Coordinate labeling data:
— Start —

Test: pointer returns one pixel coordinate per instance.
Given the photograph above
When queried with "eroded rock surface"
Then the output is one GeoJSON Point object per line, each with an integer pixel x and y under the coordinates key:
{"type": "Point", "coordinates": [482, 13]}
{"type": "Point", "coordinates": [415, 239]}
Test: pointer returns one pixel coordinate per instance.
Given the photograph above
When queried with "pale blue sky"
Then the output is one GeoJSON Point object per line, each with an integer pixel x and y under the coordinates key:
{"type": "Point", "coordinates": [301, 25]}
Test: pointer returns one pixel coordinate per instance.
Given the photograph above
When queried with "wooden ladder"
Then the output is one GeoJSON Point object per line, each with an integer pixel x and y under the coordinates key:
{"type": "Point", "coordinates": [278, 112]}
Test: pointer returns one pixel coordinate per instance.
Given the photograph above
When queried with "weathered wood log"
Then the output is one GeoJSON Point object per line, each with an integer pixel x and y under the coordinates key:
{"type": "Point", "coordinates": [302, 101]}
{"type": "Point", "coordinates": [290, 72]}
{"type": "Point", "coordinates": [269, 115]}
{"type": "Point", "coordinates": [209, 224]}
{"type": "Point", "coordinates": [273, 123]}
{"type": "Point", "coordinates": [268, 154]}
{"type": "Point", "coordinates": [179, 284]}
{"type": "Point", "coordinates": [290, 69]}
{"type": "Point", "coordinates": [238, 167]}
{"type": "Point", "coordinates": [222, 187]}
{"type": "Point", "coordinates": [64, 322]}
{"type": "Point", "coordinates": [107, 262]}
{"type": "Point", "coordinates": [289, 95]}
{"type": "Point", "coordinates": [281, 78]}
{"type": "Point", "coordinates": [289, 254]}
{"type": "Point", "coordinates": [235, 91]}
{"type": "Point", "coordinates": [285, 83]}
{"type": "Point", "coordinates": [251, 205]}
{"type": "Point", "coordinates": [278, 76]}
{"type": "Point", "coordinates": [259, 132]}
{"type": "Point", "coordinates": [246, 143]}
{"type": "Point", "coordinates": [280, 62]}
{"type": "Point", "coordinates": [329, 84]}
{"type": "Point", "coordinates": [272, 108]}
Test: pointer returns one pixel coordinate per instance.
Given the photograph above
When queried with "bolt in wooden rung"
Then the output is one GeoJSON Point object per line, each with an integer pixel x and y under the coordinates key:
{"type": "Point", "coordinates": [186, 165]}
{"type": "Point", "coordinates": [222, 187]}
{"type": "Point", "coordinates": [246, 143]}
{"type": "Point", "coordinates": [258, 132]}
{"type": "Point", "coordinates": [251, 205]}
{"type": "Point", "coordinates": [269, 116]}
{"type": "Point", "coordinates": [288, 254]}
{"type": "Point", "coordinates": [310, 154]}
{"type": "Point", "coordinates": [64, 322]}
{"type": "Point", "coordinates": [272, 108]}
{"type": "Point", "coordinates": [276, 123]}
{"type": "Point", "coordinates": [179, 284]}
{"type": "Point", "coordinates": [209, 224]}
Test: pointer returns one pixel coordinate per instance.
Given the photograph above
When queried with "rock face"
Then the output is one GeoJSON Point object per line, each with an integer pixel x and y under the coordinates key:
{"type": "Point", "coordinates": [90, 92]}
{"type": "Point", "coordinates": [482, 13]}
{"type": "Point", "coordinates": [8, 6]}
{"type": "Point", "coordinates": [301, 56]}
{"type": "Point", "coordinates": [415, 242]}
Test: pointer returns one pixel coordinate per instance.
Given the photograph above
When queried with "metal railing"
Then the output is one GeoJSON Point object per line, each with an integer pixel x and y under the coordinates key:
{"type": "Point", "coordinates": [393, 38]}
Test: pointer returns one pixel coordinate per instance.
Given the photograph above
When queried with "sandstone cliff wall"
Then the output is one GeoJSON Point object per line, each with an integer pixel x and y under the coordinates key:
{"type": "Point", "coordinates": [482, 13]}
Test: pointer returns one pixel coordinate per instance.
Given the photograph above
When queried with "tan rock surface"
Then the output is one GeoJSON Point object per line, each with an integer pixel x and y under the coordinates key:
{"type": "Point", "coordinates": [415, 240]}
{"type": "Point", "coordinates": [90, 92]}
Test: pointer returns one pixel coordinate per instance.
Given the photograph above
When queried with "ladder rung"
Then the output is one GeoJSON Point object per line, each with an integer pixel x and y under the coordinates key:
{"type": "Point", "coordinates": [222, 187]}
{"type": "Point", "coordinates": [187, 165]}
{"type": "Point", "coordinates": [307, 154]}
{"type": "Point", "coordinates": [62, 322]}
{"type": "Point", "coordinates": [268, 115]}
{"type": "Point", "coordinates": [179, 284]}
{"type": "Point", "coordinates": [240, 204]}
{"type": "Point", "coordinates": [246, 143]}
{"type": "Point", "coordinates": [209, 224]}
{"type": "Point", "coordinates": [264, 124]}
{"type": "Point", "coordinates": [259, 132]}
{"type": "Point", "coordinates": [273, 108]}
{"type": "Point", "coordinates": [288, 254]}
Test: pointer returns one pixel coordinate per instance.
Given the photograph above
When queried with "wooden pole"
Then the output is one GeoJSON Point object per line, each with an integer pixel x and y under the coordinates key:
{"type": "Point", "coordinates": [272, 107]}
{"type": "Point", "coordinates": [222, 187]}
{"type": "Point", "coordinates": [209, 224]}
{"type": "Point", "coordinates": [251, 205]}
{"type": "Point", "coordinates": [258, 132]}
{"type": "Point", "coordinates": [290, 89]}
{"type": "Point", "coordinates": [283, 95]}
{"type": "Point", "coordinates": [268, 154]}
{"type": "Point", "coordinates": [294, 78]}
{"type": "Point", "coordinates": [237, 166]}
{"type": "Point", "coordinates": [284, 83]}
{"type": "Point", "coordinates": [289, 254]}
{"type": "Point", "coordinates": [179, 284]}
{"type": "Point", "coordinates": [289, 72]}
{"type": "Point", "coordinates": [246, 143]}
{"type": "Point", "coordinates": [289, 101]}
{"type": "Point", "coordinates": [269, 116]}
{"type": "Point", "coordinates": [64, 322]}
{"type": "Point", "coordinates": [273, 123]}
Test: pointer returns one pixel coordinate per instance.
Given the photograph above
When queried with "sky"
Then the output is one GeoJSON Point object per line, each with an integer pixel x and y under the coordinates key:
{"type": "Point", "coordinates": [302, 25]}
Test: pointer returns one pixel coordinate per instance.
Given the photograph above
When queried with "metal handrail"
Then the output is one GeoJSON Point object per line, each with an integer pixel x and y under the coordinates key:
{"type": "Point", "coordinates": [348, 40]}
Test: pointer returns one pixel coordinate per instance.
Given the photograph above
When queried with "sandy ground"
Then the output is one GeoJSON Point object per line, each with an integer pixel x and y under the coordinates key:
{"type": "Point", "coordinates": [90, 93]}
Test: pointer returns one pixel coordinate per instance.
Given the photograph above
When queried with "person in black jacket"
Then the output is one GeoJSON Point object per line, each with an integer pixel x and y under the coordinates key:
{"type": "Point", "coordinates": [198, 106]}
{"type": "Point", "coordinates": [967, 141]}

— End —

Task brief =
Reproduce the listing above word for word.

Task solution =
Test: pointer returns one pixel coordinate per instance.
Given the photograph above
When queried with "eroded rock surface"
Then the output is one GeoJSON Point object per line, each with an integer pixel x and y under the coordinates key:
{"type": "Point", "coordinates": [482, 13]}
{"type": "Point", "coordinates": [415, 239]}
Test: pointer returns one pixel coordinate per instance.
Given the photograph above
When queried with "pale blue sky"
Then the output is one GeoJSON Point object per line, each with an integer pixel x and y under the coordinates key:
{"type": "Point", "coordinates": [301, 25]}
Test: pointer returns one pixel coordinate per instance.
Given the photograph above
When queried with "wooden ladder"
Then the output is one GeoJSON Point object per line, each with an integer pixel x and y under the coordinates key:
{"type": "Point", "coordinates": [278, 112]}
Test: pointer returns one pixel coordinate per instance.
Given the photograph above
When queried with "weathered wood log"
Then the output is one GeoJSON Point object per line, each with an integer pixel x and y under the coordinates key:
{"type": "Point", "coordinates": [302, 101]}
{"type": "Point", "coordinates": [290, 72]}
{"type": "Point", "coordinates": [269, 115]}
{"type": "Point", "coordinates": [209, 224]}
{"type": "Point", "coordinates": [273, 123]}
{"type": "Point", "coordinates": [268, 154]}
{"type": "Point", "coordinates": [179, 284]}
{"type": "Point", "coordinates": [290, 69]}
{"type": "Point", "coordinates": [238, 167]}
{"type": "Point", "coordinates": [222, 187]}
{"type": "Point", "coordinates": [64, 322]}
{"type": "Point", "coordinates": [107, 262]}
{"type": "Point", "coordinates": [289, 95]}
{"type": "Point", "coordinates": [281, 78]}
{"type": "Point", "coordinates": [289, 254]}
{"type": "Point", "coordinates": [235, 91]}
{"type": "Point", "coordinates": [285, 83]}
{"type": "Point", "coordinates": [251, 205]}
{"type": "Point", "coordinates": [278, 76]}
{"type": "Point", "coordinates": [259, 132]}
{"type": "Point", "coordinates": [246, 143]}
{"type": "Point", "coordinates": [280, 62]}
{"type": "Point", "coordinates": [329, 84]}
{"type": "Point", "coordinates": [272, 108]}
Test: pointer returns one pixel coordinate per instance.
Given the photograph above
When queried with "bolt in wooden rung"
Then the output is one GeoJSON Point object per line, each with an integer pixel x and y under the coordinates key:
{"type": "Point", "coordinates": [186, 165]}
{"type": "Point", "coordinates": [222, 187]}
{"type": "Point", "coordinates": [246, 143]}
{"type": "Point", "coordinates": [258, 132]}
{"type": "Point", "coordinates": [251, 205]}
{"type": "Point", "coordinates": [269, 116]}
{"type": "Point", "coordinates": [288, 254]}
{"type": "Point", "coordinates": [310, 154]}
{"type": "Point", "coordinates": [64, 322]}
{"type": "Point", "coordinates": [272, 108]}
{"type": "Point", "coordinates": [276, 123]}
{"type": "Point", "coordinates": [179, 284]}
{"type": "Point", "coordinates": [209, 224]}
Test: pointer returns one pixel coordinate per instance.
Given the photograph above
When queried with "rock face"
Then the output is one GeoJSON Point object per line, each with an integer pixel x and y under the coordinates key:
{"type": "Point", "coordinates": [90, 92]}
{"type": "Point", "coordinates": [482, 13]}
{"type": "Point", "coordinates": [8, 6]}
{"type": "Point", "coordinates": [301, 56]}
{"type": "Point", "coordinates": [415, 242]}
Test: pointer returns one pixel coordinate per instance.
Given the photograph above
When queried with "metal railing"
Then the output is one GeoJSON Point object per line, each with an integer pixel x and y under the coordinates key:
{"type": "Point", "coordinates": [393, 38]}
Test: pointer returns one pixel coordinate per instance.
Given the photograph above
When queried with "sandstone cliff wall"
Then the output is one GeoJSON Point object per line, each with an integer pixel x and y under the coordinates key:
{"type": "Point", "coordinates": [482, 13]}
Test: pointer returns one pixel coordinate per instance.
Given the photograph above
When queried with "tan rock surface"
Then the output is one GeoJSON Point object per line, each with an integer pixel x and y under the coordinates key:
{"type": "Point", "coordinates": [415, 240]}
{"type": "Point", "coordinates": [90, 92]}
Test: pointer returns one pixel coordinate per instance.
Given the photograph above
When queried with "ladder rung"
Then the output is one GeoJSON Point object per line, each with an integer pixel x and y under the coordinates key:
{"type": "Point", "coordinates": [222, 187]}
{"type": "Point", "coordinates": [187, 165]}
{"type": "Point", "coordinates": [307, 154]}
{"type": "Point", "coordinates": [62, 322]}
{"type": "Point", "coordinates": [268, 115]}
{"type": "Point", "coordinates": [179, 284]}
{"type": "Point", "coordinates": [240, 204]}
{"type": "Point", "coordinates": [246, 143]}
{"type": "Point", "coordinates": [209, 224]}
{"type": "Point", "coordinates": [264, 124]}
{"type": "Point", "coordinates": [259, 132]}
{"type": "Point", "coordinates": [273, 108]}
{"type": "Point", "coordinates": [288, 254]}
Test: pointer returns one pixel coordinate per instance.
Given the photograph above
When queried with "wooden pole"
Then the output is one GeoJSON Point object per line, each with an integer pixel x and y under the coordinates key:
{"type": "Point", "coordinates": [272, 107]}
{"type": "Point", "coordinates": [222, 187]}
{"type": "Point", "coordinates": [209, 224]}
{"type": "Point", "coordinates": [251, 205]}
{"type": "Point", "coordinates": [258, 132]}
{"type": "Point", "coordinates": [290, 89]}
{"type": "Point", "coordinates": [283, 95]}
{"type": "Point", "coordinates": [268, 154]}
{"type": "Point", "coordinates": [294, 78]}
{"type": "Point", "coordinates": [237, 166]}
{"type": "Point", "coordinates": [284, 83]}
{"type": "Point", "coordinates": [289, 254]}
{"type": "Point", "coordinates": [179, 284]}
{"type": "Point", "coordinates": [289, 72]}
{"type": "Point", "coordinates": [246, 143]}
{"type": "Point", "coordinates": [289, 101]}
{"type": "Point", "coordinates": [269, 116]}
{"type": "Point", "coordinates": [64, 322]}
{"type": "Point", "coordinates": [273, 123]}
Test: pointer returns one pixel coordinate per instance.
Given the photograph above
When queried with "sky"
Then the output is one GeoJSON Point object per line, each with an integer pixel x and y under the coordinates key:
{"type": "Point", "coordinates": [302, 25]}
Test: pointer returns one pixel coordinate per instance.
Given the photograph above
When queried with "metal handrail"
Then the output is one GeoJSON Point object per line, each with an integer pixel x and y under the coordinates key:
{"type": "Point", "coordinates": [348, 40]}
Test: pointer returns one pixel coordinate per instance.
Given the photograph above
When queried with "sandy ground"
Then the output is one GeoJSON Point object per line, each with an integer pixel x and y under the coordinates key:
{"type": "Point", "coordinates": [90, 93]}
Test: pointer returns one pixel coordinate per instance.
Given the photograph above
When queried with "person in black jacket"
Then the output is one GeoJSON Point object per line, each with an integer pixel x and y under the coordinates key:
{"type": "Point", "coordinates": [198, 106]}
{"type": "Point", "coordinates": [967, 141]}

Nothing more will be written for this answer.